Exercise objective: Reproduce the entries below in full, word for word.
+++
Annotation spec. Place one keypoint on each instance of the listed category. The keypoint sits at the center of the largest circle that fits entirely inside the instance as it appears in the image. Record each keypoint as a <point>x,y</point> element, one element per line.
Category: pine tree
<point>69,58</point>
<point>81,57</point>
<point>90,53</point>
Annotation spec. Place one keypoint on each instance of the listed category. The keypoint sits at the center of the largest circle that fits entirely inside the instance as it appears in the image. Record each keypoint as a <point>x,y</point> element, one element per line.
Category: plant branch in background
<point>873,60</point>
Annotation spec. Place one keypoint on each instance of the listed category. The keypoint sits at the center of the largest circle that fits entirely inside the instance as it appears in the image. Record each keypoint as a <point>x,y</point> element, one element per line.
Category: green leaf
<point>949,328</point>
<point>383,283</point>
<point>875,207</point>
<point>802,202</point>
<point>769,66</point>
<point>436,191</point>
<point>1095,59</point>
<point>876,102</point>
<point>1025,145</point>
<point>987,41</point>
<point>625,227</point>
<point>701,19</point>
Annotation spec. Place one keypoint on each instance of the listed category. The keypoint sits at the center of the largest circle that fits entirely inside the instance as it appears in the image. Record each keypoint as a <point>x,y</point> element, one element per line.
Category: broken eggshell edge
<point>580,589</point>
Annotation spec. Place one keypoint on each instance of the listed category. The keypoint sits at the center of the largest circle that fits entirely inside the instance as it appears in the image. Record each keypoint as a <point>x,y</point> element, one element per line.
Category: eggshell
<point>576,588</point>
+++
Reply to the task:
Annotation spec. Place one keypoint on each instance of the listed category. The keypoint sits at the center of the largest circle that fits entirely inside the instance as it appears in the image. Record each keypoint as a <point>x,y</point> element, one element per line.
Category: pine tree
<point>69,58</point>
<point>81,57</point>
<point>90,53</point>
Annotation spec. Place one keypoint on each instance of the listed category. The keypoint sits at the center of the largest circle that fits entirely inside the instance as it appears in the image. Record each keypoint as a <point>x,y</point> element, one element per line.
Category: plant branch in background
<point>873,60</point>
Annotation spec. Place one keypoint on each instance of the listed category. The keypoint sits at the center of the largest circle that fits entirely inside the instance as it appears in the image. Record each keypoint as a <point>x,y</point> element, one element per line.
Category: green leaf
<point>949,328</point>
<point>383,283</point>
<point>875,207</point>
<point>802,202</point>
<point>769,66</point>
<point>436,191</point>
<point>1095,59</point>
<point>876,102</point>
<point>1025,145</point>
<point>987,41</point>
<point>625,227</point>
<point>701,19</point>
Annotation spec. Place one keypoint on each instance of the listed category. The keypoint sits at the center of the largest circle that fits entirely inside the instance as it appears in the image. Record each keypoint as a <point>x,y</point> element, one element per line.
Category: broken eggshell edge
<point>580,589</point>
Annotation spec. Place one keypoint on each instance of the listed category. The keypoint sits at the center of the largest circle that fits entirely inside the instance as it appears in the image. Record each keypoint as a <point>x,y</point> element, one element per line.
Category: eggshell
<point>576,588</point>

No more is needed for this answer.